Set problem 1: In the records below, repeat word for word every line from the one containing "man in the photo above." through the last line of the records, including both of those lines.

Passage:
^^^^

An unemployment rate of over 12%, inflation at 36.9%, government debt of almost 40% of GDP, a GDP that could fall by 3% in the coming year, a free-falling currency, GDP per capita of US$ 6946.86. And crippling economic sanctions. That’s Iran.
With a population of around 80 million, with more than half under 35 years of age, and a literacy rate of over 80%, the country has favourable demographics. And were it not for the US sanctions, the country would have experienced strong economic growth.
However, today, unemployment is rising, purchasing power has fallen significantly. The government has banned imports of as many as 1300 products including textiles and apparel, leather and footwear, furniture, some machinery, to push domestic production in a bid create employment, self-sufficiency, conserve foreign exchange, and move back towards a `resistance economy’. Iran’s development plan Vision 2025 has identified textile and clothing as one of the potential industries for expansion. The plan basically emphasises the need for technological advancements and improvement in productivity.

^^^^

Record excerpts:

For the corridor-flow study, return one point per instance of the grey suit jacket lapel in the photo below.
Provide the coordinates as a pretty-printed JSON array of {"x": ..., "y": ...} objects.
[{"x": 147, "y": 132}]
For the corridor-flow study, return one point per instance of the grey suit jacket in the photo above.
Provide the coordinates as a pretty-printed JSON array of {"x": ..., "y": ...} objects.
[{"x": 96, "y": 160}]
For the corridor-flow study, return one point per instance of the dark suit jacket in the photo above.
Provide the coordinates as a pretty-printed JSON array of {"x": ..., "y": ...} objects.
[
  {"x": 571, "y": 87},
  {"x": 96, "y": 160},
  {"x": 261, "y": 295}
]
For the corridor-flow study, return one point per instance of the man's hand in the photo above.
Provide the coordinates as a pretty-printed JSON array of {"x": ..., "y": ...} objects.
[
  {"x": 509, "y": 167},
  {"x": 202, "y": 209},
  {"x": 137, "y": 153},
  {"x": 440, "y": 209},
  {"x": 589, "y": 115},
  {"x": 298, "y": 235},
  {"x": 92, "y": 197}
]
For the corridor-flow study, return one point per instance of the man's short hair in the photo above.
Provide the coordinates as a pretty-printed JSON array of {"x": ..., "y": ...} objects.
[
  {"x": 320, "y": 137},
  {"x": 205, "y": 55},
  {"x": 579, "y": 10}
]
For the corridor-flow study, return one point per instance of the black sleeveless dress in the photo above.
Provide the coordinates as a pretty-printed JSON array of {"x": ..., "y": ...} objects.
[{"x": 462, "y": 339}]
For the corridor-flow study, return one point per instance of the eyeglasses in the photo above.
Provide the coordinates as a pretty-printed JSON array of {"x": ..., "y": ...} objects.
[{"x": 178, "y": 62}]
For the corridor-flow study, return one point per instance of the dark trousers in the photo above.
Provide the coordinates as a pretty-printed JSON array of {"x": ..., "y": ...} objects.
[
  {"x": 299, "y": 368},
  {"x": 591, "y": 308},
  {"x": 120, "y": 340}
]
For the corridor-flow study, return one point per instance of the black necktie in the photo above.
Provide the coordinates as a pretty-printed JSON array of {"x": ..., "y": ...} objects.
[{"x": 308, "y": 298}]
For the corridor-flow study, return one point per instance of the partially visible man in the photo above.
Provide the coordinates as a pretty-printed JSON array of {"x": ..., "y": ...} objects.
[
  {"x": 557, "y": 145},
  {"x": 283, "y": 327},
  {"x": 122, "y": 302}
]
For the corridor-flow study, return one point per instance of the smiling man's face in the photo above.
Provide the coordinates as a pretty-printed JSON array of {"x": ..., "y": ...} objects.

^^^^

Set problem 2: Reproduce word for word the part of the text on Iran's economy above that begins at the words "With a population" and stops after "strong economic growth.".

Problem solution 1:
For the corridor-flow study, return one point per instance of the partially visible man in the photo above.
Provide the coordinates as a pretty-printed JSON array of {"x": ..., "y": ...} objects.
[
  {"x": 557, "y": 145},
  {"x": 283, "y": 327},
  {"x": 122, "y": 302}
]
For the corridor-flow study, return one point per instance of the smiling man's face in the photo above.
Provide the coordinates as a pretty-printed JSON array of {"x": ..., "y": ...} objects.

Problem solution 2:
With a population of around 80 million, with more than half under 35 years of age, and a literacy rate of over 80%, the country has favourable demographics. And were it not for the US sanctions, the country would have experienced strong economic growth.